### [TASK STATEMENT]
Pick out each line below that contains the word "bloom", and copy those lines.

--- Start of TASK INPUTS ---

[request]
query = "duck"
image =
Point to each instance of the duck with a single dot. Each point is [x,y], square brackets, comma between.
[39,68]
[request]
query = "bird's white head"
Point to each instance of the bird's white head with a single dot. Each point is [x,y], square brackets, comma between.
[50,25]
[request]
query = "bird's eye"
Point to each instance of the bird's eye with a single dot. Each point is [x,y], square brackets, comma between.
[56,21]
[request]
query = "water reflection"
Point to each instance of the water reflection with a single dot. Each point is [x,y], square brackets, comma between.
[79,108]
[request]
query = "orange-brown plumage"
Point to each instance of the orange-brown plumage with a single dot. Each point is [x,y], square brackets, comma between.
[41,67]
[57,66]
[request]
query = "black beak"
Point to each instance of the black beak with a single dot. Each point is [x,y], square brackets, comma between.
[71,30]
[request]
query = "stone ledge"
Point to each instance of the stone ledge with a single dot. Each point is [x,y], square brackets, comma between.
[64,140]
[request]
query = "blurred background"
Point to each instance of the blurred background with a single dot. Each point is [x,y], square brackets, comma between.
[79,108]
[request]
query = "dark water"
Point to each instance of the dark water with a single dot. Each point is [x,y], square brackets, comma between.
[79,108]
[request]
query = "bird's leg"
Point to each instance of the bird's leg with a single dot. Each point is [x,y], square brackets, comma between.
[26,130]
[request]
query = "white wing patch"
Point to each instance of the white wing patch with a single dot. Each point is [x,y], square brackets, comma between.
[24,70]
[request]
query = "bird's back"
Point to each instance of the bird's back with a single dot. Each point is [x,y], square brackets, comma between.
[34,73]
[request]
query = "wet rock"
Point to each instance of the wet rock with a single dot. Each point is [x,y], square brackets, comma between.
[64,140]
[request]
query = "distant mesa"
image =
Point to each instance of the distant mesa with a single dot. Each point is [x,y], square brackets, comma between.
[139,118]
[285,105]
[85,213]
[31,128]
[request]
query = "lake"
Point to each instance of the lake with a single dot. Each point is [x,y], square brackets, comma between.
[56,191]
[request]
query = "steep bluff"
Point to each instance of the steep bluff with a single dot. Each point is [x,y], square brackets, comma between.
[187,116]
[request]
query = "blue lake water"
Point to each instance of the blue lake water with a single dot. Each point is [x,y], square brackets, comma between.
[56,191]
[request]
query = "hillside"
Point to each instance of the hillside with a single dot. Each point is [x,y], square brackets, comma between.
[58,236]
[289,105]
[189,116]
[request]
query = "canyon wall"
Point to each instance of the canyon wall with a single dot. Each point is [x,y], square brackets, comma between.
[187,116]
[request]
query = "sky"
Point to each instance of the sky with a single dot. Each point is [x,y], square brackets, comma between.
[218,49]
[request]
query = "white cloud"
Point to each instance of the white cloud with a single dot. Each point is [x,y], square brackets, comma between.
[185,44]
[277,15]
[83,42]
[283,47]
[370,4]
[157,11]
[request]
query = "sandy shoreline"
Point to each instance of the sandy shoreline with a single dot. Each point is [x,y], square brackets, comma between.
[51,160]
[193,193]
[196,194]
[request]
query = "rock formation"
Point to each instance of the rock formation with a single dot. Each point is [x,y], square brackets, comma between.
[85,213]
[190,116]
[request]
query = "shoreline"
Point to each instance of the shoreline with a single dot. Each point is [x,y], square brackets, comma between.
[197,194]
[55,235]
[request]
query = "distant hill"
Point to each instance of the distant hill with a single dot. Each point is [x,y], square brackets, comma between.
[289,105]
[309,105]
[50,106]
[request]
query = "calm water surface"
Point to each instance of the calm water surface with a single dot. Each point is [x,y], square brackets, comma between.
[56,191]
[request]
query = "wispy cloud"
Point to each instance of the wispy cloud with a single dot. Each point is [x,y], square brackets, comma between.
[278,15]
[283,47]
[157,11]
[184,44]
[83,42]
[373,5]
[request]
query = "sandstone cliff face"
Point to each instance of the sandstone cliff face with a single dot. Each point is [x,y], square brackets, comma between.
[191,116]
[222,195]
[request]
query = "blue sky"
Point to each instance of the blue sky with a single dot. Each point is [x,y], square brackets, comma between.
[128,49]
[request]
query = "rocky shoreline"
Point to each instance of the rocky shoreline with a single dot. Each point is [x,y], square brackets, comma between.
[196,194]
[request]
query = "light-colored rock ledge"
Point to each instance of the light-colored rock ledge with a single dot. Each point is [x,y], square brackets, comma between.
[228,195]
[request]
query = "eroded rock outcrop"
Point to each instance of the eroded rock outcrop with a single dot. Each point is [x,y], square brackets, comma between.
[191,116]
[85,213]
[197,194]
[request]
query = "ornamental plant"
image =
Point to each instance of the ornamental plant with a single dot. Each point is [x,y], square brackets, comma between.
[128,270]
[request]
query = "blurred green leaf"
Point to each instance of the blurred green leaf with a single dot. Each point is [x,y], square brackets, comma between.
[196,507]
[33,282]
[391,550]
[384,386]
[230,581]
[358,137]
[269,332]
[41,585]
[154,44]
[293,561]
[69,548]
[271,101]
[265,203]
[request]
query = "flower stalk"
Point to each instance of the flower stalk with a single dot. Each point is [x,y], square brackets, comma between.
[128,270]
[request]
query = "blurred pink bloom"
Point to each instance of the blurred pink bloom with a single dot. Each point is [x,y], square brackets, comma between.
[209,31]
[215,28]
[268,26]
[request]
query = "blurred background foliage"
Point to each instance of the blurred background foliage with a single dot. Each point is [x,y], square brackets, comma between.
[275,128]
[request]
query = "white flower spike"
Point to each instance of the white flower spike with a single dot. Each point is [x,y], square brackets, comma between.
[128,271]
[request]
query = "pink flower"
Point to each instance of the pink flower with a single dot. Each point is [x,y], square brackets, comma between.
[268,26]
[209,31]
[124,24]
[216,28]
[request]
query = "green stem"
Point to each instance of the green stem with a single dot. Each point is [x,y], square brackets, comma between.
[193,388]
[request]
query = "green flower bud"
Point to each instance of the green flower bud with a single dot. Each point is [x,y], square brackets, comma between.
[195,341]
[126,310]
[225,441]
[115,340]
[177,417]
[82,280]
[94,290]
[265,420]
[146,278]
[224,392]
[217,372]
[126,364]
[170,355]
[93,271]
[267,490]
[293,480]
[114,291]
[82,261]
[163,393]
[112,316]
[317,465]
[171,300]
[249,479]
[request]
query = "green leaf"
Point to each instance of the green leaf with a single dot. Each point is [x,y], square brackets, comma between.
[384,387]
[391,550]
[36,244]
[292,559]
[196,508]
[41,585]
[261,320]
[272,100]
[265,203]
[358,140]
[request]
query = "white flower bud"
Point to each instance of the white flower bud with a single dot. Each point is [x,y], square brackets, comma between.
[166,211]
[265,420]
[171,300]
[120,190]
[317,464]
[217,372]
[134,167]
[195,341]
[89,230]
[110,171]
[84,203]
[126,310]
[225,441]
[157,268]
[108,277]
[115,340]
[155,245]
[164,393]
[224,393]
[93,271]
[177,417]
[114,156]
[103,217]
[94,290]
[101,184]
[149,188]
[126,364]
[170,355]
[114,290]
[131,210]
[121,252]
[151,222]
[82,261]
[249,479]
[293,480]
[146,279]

--- End of TASK INPUTS ---

### [WRITTEN ANSWER]
query = "blurred pink bloom"
Point to each instance of the blurred pink bloom with a single dot. Each point is [x,y], square brackets, comma between.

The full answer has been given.